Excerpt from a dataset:
________

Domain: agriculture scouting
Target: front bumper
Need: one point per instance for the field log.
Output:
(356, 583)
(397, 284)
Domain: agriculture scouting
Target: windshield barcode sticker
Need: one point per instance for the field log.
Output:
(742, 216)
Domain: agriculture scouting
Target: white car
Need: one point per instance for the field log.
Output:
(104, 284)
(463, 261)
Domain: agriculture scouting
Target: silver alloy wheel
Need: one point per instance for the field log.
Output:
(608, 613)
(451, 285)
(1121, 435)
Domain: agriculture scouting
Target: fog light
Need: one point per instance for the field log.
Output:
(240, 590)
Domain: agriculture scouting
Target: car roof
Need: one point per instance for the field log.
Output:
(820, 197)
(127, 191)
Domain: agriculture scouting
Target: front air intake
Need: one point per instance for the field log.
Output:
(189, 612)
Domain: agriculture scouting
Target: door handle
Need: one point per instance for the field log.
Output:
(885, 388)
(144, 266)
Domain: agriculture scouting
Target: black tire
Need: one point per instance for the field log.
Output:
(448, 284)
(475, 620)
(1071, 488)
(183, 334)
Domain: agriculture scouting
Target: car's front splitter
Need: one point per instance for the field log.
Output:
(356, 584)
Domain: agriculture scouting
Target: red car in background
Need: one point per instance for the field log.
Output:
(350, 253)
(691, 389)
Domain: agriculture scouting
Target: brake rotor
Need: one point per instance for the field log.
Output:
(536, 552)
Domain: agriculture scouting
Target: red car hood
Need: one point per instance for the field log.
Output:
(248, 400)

________

§ EXERCISE TASK
Rewrite the lines above, changing "field log" to "survey sheet" wherever it occurs and leaving everything else unchanged.

§ ANSWER BELOW
Domain: agriculture scouting
Target: front bumper
Need: one point per instance for the survey sheet.
Output:
(356, 583)
(397, 284)
Domain: agriculture scouting
Target: windshield barcode sticker
Need: one point per instance for the survey sheet.
Output:
(742, 216)
Domain: agriculture scouting
Target: white car
Need: one point per instance for the survey sheet.
Output:
(104, 284)
(463, 261)
Domain: agriculture scouting
Target: silver alloy wheel
Need: one point per instance for the survey sheet.
Output:
(608, 613)
(451, 285)
(1121, 435)
Domain: agriculture scouting
Target: fog light
Need: one point per instance for the survey sheet.
Output:
(240, 590)
Domain: agriculture scouting
Target: car roof
Need: one point per instance for the survey sheet.
Output:
(820, 197)
(127, 191)
Domain: agriculture scouting
Target: front air intake
Need: one point per instance for the survey sheet.
Output:
(189, 612)
Domain: agriculture scouting
Target: door handle
Need: one point per instance for the survey sheet.
Output:
(885, 388)
(144, 266)
Domain: agriculture scouting
Target: black tire
Need: one point per instance for the survey sheet.
Output:
(448, 284)
(475, 620)
(1071, 488)
(183, 334)
Domain: agriculture scouting
Target: car's front splitter
Need: one point per instance for the survey sheet.
Output:
(356, 584)
Domain: agriculture scouting
Target: red car in background
Need: one point per instance for the survey sheet.
Output:
(350, 253)
(691, 389)
Domain: agriculture scouting
Target: brake rotor
Need: one point per instance for the survey sheet.
Output:
(536, 552)
Domain: agriculture scouting
Target: red car hood
Need: one point per instance for the survey sheet.
Output:
(248, 400)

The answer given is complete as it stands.